Your goal
In the listing below, quote everything from the line containing "Task: indicate the utility" down to the line containing "x=394 y=215", with both of those lines included, character for character.

Provided records
........

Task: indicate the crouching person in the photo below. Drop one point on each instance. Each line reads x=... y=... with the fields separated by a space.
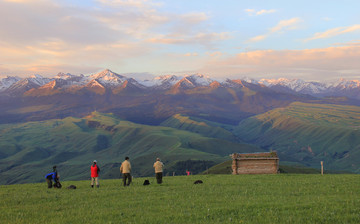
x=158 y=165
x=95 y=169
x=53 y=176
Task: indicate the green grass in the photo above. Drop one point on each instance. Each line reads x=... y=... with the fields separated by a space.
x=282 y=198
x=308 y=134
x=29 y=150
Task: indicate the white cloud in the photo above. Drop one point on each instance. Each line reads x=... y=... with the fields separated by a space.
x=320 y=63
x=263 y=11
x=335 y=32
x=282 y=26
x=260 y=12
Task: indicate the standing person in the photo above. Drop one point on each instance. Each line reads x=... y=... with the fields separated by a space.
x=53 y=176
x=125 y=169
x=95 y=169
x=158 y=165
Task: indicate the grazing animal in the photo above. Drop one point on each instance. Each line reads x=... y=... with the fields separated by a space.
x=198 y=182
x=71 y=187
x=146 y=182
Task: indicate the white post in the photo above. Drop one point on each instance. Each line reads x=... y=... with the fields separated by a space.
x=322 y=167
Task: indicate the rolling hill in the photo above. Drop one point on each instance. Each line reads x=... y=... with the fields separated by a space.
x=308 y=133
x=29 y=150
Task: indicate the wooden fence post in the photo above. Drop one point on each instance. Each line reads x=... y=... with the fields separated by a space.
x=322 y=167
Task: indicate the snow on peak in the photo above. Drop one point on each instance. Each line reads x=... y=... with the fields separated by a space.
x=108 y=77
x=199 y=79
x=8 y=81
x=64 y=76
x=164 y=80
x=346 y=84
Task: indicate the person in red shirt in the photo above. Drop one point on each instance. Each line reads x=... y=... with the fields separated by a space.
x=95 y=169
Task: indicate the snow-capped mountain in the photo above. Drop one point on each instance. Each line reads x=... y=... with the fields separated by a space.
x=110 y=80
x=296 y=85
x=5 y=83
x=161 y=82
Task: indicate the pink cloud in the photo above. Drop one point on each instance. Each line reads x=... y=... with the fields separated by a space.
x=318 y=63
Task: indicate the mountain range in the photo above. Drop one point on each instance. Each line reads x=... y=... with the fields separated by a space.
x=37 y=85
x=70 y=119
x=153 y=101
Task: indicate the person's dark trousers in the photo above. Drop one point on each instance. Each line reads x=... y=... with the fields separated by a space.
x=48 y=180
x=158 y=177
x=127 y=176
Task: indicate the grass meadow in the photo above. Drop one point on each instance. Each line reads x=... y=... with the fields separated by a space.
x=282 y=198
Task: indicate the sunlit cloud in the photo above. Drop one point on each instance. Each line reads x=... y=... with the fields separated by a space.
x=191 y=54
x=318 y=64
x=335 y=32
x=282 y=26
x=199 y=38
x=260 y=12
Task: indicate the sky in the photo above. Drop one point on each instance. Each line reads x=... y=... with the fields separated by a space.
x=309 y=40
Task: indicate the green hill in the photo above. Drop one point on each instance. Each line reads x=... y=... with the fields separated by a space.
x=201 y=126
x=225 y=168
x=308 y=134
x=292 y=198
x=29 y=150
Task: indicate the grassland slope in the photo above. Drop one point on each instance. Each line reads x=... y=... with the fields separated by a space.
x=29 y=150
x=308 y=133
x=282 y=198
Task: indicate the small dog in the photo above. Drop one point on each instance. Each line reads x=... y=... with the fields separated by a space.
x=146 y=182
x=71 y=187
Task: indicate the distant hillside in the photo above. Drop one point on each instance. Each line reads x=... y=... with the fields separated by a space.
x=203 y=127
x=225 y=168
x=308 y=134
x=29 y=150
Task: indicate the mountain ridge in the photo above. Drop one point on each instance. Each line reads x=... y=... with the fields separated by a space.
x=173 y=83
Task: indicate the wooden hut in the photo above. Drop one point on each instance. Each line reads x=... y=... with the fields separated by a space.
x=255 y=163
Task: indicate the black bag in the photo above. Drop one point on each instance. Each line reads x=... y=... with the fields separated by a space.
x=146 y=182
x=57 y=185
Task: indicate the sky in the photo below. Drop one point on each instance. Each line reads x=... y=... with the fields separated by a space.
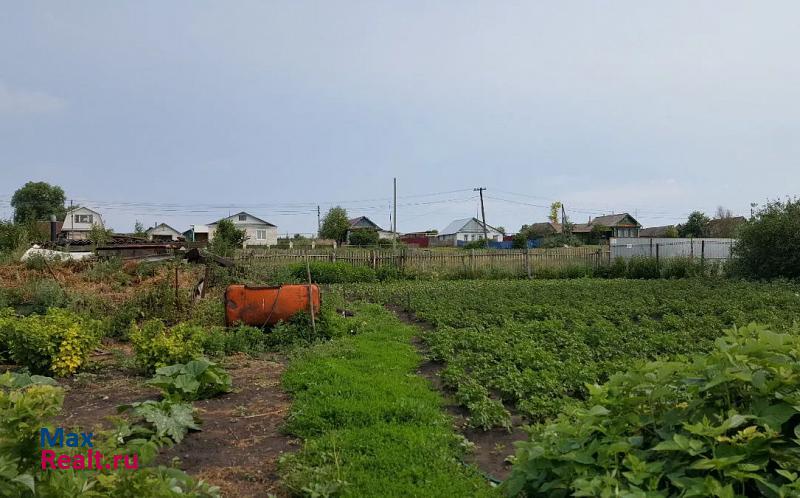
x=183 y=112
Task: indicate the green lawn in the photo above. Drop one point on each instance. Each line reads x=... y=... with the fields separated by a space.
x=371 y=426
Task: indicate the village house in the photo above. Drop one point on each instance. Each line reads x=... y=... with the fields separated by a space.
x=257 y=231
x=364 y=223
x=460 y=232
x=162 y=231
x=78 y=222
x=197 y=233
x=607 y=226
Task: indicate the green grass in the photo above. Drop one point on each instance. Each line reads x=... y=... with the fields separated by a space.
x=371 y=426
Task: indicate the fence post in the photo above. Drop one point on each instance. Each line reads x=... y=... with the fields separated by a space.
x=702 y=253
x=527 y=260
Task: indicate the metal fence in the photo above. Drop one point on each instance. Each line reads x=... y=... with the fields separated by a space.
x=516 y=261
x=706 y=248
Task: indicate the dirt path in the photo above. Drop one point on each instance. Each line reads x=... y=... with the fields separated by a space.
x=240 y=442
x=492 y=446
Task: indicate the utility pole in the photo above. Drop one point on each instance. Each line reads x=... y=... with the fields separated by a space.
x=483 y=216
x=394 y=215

........

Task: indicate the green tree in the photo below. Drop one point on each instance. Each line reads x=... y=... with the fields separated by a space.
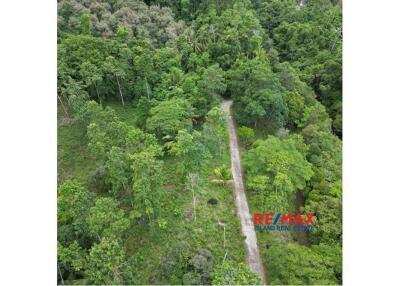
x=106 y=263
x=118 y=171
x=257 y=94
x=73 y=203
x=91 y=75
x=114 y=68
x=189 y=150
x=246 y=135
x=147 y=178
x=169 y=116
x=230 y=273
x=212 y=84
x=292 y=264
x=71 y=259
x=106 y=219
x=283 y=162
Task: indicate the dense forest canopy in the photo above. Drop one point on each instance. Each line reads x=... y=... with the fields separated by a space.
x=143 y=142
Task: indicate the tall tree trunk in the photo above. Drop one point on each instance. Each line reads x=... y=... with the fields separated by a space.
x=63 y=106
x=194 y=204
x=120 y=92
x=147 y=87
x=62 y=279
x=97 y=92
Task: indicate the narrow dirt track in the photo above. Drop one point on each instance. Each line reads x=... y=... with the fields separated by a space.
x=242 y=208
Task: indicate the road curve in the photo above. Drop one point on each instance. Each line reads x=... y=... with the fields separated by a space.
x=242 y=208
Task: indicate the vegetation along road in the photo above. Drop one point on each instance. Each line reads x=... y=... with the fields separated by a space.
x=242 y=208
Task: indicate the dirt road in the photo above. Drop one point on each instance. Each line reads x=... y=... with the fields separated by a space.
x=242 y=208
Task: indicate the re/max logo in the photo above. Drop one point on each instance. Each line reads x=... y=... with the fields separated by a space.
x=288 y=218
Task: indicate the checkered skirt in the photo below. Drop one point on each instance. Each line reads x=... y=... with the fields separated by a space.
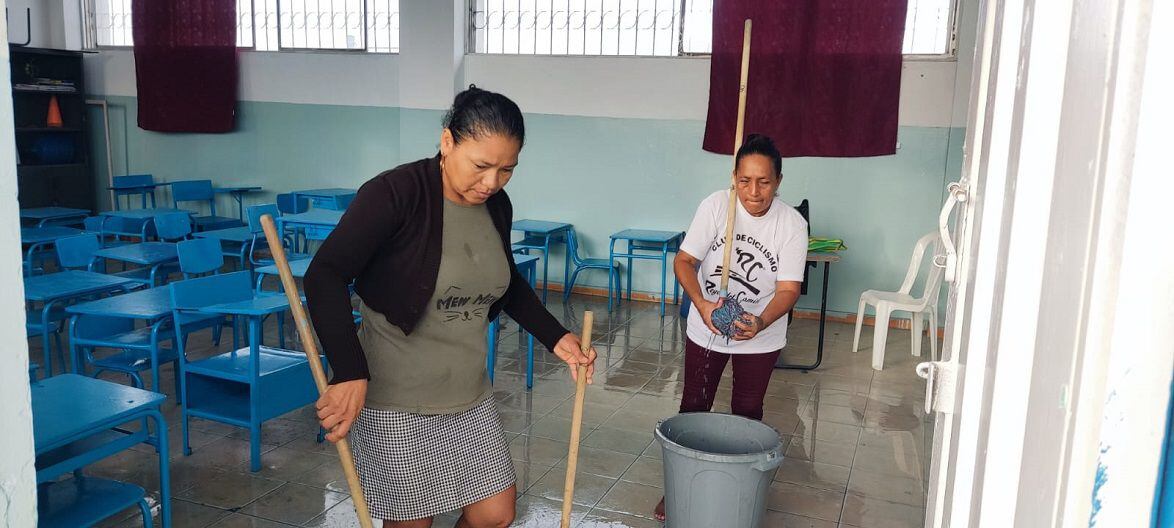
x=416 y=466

........

Written answer
Task: indicate the utility pole in the photo above. Drop one point on each instance. Each line reads x=... y=... with the fields separated by a space.
x=483 y=216
x=394 y=215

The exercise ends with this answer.